# WHAT IS NEEDED
Which lines run from the start of the material below through the line containing "Target: boulder"? Retype them exactly, pictures excluded.

# RECORDS SUPPLIED

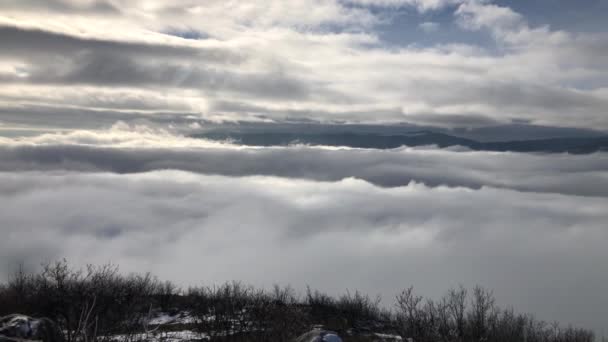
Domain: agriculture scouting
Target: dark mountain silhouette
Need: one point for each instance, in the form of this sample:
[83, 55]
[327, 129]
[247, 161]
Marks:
[576, 145]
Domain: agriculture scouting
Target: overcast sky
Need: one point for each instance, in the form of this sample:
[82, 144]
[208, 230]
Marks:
[97, 99]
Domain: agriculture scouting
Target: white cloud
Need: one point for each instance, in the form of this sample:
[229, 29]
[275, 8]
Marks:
[196, 228]
[429, 26]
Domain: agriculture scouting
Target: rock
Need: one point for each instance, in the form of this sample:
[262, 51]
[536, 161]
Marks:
[319, 335]
[18, 327]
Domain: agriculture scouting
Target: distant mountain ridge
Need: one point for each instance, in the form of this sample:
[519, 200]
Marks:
[575, 145]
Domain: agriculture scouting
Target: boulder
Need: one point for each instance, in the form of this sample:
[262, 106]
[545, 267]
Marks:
[18, 327]
[319, 335]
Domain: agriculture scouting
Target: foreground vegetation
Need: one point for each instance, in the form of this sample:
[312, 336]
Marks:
[98, 304]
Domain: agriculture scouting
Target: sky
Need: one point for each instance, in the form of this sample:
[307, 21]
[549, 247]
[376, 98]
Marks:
[99, 100]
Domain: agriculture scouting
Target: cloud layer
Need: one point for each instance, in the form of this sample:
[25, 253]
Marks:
[540, 252]
[284, 60]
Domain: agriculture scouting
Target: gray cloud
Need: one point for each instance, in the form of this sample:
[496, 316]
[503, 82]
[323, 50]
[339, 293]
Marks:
[582, 175]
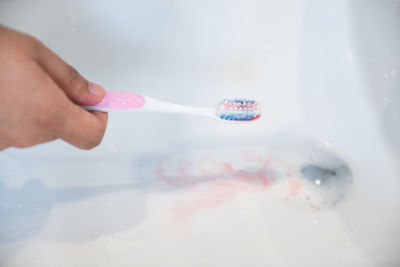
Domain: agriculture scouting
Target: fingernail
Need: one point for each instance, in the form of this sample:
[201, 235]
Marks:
[96, 89]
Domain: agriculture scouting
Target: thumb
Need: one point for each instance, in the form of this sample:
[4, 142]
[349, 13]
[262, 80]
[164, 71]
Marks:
[77, 88]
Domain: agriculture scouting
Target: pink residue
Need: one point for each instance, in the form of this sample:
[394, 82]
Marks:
[221, 184]
[121, 100]
[294, 187]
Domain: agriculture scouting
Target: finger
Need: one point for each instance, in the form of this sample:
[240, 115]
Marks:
[81, 128]
[70, 122]
[77, 88]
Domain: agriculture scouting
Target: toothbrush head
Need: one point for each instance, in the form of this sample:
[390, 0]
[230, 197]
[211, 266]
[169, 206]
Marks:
[238, 110]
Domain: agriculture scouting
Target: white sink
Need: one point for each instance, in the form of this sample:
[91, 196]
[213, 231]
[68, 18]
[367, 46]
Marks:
[314, 182]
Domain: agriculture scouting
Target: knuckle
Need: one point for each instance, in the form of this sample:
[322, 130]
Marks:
[74, 80]
[45, 117]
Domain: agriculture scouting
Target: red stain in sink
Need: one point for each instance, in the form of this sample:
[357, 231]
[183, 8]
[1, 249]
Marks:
[213, 186]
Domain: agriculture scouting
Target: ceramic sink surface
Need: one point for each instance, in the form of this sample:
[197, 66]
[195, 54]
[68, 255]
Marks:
[314, 182]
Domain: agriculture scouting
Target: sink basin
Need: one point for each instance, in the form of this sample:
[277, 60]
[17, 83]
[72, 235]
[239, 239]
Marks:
[313, 182]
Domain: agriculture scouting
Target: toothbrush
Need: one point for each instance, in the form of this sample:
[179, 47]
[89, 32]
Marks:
[227, 109]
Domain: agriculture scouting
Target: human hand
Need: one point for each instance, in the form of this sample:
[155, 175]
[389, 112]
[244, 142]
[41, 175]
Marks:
[40, 96]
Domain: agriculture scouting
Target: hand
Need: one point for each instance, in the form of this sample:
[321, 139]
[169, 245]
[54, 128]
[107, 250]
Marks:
[40, 96]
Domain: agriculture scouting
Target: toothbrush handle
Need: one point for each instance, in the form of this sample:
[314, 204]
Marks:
[115, 100]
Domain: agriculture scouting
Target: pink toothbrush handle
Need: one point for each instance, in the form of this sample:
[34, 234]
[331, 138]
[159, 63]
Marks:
[114, 100]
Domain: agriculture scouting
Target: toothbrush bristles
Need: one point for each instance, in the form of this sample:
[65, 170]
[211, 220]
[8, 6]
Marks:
[238, 109]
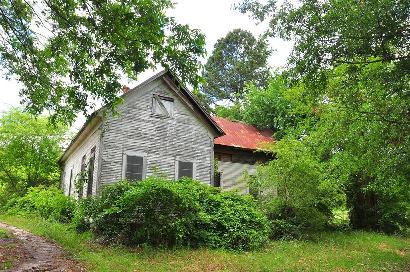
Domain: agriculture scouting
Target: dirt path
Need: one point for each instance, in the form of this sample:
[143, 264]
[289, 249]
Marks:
[33, 253]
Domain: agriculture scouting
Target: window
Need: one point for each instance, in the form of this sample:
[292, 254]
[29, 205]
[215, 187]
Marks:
[185, 169]
[162, 106]
[217, 179]
[91, 172]
[70, 181]
[83, 167]
[134, 167]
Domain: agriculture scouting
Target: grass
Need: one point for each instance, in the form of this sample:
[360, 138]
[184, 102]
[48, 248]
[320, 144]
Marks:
[6, 262]
[354, 251]
[4, 233]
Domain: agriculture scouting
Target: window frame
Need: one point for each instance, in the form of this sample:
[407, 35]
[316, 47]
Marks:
[182, 159]
[90, 171]
[138, 154]
[161, 97]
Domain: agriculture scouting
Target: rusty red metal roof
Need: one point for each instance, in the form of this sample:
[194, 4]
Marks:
[241, 135]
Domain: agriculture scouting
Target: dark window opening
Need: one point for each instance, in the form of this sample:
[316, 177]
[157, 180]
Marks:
[134, 168]
[83, 167]
[91, 172]
[185, 169]
[163, 106]
[70, 181]
[217, 179]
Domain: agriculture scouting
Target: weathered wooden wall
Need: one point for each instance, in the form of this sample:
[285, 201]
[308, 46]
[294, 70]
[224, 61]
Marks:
[162, 140]
[91, 139]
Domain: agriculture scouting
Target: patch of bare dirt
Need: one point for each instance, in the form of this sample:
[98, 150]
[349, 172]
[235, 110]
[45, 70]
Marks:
[29, 253]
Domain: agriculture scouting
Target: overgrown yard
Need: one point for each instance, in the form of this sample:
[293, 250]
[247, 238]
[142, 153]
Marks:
[7, 250]
[354, 251]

# OUTPUT OF THE TASK
Domain: agriculture scouting
Target: dark mountain silhouette
Need: one point for each instance, in the form of this sample:
[83, 55]
[327, 129]
[247, 161]
Marks:
[576, 145]
Domain: agriculture scouting
Target: overcast sky
Need: one point for each instance, in the form of this sample:
[82, 144]
[208, 230]
Marks:
[97, 99]
Domain: agriculture scouting
Target: white cloud
Need: one point for each instance, in the form of this sample:
[229, 29]
[275, 8]
Marks:
[196, 228]
[429, 26]
Domain: agriculture scouting
Target: rock
Need: one point for each instance, in the form of this sample:
[262, 51]
[536, 161]
Marks:
[319, 335]
[18, 327]
Domain: agriculture scouting
Target: distant mountain ridge
Need: one point for each instance, in the form of this sample:
[519, 200]
Marks:
[575, 145]
Domain: agriculture scouting
Target: boulder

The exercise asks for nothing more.